▶ Your task
Give every line of the data below as a JSON list of strings, one string per line, and leave out any blank lines.

▶ Dataset

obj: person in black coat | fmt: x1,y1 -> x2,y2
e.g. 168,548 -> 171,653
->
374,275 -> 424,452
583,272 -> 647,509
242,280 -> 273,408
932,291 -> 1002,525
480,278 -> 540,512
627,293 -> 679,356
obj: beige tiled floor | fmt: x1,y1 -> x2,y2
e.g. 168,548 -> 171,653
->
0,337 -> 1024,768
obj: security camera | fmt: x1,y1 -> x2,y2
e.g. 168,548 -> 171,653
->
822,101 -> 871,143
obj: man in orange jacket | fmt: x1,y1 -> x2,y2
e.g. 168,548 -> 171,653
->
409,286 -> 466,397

▶ Result
[
  "obj: person in black coat | fmt: x1,y1 -> x2,y2",
  "e.g. 168,548 -> 171,653",
  "->",
  "374,275 -> 424,452",
  "583,272 -> 647,509",
  "242,280 -> 273,408",
  "932,291 -> 1002,525",
  "480,278 -> 540,512",
  "627,293 -> 679,356",
  "obj: beige tiled floor | fmt: x1,y1 -> x2,y2",
  "e.g. 168,548 -> 171,653",
  "->",
  "0,337 -> 1024,768",
  "obj: security camera | fmt: x1,y1 -> x2,y2",
  "e.g. 168,548 -> 171,653",
  "->",
  "822,101 -> 871,143",
  "obj: man in orange jacket | fmt: x1,y1 -> x2,y2",
  "e.g. 168,548 -> 171,653",
  "->",
  "409,286 -> 466,397"
]